List all the lines in these records that hold "building".

**** Source material

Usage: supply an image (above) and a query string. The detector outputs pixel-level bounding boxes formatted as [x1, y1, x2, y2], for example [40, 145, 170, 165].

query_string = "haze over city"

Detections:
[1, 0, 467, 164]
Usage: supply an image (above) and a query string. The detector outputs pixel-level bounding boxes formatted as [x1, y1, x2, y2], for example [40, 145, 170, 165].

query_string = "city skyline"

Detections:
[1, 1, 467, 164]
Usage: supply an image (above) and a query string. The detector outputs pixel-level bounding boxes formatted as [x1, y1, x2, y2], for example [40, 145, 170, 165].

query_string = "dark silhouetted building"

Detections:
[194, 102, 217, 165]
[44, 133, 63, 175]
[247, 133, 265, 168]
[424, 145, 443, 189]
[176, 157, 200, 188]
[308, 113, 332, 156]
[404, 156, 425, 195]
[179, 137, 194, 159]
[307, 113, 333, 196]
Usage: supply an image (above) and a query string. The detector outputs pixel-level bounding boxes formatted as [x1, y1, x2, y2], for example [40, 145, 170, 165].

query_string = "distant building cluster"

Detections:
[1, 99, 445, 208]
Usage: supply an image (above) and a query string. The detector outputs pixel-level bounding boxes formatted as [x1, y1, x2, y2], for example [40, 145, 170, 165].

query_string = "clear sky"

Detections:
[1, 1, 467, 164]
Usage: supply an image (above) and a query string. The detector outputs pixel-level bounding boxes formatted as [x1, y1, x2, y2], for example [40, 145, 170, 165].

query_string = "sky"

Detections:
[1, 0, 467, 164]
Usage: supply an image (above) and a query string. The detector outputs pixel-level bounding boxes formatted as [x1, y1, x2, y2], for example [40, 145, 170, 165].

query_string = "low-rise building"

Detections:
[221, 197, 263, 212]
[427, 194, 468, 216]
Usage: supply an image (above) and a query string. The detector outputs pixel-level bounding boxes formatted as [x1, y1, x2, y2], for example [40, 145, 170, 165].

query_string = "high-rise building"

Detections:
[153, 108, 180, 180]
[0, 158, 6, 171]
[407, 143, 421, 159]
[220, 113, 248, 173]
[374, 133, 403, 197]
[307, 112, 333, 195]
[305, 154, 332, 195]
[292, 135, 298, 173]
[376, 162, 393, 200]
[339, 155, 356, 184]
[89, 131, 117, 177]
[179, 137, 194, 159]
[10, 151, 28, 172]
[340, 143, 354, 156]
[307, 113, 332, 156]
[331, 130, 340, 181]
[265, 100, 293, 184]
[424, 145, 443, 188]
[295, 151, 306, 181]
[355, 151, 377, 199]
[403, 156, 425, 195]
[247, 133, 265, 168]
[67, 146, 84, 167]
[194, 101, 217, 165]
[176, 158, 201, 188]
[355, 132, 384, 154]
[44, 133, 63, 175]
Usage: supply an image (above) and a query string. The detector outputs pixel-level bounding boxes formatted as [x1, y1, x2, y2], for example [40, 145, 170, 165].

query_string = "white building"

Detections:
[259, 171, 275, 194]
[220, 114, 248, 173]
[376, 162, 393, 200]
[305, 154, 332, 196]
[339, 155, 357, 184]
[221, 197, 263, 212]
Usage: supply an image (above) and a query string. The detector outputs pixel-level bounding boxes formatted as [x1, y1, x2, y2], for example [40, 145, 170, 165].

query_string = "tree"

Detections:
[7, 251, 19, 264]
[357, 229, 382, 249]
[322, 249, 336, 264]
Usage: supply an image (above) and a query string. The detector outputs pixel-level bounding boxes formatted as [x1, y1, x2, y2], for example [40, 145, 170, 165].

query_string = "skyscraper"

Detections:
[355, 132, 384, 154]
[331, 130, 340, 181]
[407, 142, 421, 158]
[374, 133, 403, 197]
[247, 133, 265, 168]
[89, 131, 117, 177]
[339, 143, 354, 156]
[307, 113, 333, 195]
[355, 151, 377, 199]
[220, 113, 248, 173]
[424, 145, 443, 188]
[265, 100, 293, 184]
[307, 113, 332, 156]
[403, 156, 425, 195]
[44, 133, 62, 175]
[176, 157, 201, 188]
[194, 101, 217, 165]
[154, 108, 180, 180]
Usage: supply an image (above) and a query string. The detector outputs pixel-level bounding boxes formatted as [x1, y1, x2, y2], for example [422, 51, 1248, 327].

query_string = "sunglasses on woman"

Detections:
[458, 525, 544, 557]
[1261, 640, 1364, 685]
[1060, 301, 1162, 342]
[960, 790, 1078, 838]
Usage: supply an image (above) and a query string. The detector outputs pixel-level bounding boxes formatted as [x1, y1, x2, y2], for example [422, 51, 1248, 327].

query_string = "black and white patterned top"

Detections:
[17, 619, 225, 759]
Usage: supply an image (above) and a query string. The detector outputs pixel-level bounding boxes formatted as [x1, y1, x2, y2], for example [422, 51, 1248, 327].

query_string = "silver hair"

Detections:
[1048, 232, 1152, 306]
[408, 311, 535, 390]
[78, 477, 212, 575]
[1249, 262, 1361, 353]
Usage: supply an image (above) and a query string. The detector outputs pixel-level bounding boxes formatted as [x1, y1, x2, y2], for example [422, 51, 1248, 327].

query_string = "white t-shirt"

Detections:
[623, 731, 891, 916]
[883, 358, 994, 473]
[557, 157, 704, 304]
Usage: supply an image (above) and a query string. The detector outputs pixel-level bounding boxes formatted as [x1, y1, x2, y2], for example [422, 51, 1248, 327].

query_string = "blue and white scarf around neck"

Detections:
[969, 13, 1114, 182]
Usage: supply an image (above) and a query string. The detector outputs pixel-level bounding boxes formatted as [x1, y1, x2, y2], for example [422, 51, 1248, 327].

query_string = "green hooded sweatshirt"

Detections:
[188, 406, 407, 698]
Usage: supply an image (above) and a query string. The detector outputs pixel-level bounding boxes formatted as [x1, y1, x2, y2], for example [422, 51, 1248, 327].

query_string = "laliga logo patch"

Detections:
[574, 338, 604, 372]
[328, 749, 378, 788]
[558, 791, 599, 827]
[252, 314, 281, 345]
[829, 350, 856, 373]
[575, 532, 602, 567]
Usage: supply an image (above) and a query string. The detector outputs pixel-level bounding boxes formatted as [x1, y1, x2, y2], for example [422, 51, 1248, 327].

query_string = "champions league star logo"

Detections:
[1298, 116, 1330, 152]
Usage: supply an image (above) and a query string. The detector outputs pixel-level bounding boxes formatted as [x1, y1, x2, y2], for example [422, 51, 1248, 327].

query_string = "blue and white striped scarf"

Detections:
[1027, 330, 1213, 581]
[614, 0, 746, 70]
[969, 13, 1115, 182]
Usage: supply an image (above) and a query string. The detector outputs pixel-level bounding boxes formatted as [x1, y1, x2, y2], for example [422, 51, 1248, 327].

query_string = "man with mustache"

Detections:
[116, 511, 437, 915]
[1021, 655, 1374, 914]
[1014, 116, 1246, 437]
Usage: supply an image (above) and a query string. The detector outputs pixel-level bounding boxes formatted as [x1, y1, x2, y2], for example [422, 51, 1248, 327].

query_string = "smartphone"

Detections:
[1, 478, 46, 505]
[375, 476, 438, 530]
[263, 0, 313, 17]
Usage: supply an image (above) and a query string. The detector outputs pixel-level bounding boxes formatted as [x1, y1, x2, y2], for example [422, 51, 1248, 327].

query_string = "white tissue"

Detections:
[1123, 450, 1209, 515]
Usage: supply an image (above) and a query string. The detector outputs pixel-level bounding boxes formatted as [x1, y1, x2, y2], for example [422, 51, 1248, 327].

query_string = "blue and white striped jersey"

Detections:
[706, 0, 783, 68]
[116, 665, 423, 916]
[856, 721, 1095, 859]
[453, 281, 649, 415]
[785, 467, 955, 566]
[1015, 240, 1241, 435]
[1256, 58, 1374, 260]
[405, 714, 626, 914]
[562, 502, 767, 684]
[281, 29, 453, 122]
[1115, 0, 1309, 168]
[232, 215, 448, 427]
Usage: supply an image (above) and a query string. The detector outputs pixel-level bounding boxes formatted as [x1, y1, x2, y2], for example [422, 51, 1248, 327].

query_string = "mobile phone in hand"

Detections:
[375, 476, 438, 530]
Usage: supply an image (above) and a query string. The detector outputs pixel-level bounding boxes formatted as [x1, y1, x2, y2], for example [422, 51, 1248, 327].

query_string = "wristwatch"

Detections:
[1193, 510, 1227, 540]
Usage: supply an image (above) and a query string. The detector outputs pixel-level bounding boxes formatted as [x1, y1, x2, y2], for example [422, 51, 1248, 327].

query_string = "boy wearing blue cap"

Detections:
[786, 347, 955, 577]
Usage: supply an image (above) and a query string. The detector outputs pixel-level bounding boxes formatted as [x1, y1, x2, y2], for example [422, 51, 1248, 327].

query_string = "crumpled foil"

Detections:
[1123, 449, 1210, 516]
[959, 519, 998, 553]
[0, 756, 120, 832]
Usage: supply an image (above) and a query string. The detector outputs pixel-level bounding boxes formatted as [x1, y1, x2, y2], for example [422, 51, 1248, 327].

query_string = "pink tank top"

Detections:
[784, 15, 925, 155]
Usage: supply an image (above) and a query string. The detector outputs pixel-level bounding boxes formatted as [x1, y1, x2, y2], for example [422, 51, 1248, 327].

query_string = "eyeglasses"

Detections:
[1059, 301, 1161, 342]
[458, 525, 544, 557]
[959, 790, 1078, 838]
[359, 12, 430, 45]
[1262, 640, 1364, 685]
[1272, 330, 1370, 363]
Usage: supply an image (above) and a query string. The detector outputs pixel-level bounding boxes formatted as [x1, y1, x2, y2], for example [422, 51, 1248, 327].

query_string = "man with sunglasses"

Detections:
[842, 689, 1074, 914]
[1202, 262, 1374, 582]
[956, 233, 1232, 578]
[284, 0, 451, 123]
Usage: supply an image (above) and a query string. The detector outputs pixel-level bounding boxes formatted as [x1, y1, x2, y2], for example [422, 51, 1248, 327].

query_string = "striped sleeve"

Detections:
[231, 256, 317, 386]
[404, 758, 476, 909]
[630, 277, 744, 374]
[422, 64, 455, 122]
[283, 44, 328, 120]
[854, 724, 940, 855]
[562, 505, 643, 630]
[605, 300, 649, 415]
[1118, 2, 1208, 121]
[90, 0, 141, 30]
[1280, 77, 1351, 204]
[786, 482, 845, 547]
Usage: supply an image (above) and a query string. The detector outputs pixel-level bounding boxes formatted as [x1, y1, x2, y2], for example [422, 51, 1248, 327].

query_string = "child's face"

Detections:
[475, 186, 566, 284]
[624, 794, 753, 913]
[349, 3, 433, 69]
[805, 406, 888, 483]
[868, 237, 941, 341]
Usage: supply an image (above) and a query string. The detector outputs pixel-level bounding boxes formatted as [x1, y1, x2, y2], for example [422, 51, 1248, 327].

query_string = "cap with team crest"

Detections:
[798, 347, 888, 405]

********

• Result:
query_string = "dark silhouetted building"
query_string = "distant building cluster"
query_string = "low-rise building"
query_string = "high-rise building"
query_string = "white building"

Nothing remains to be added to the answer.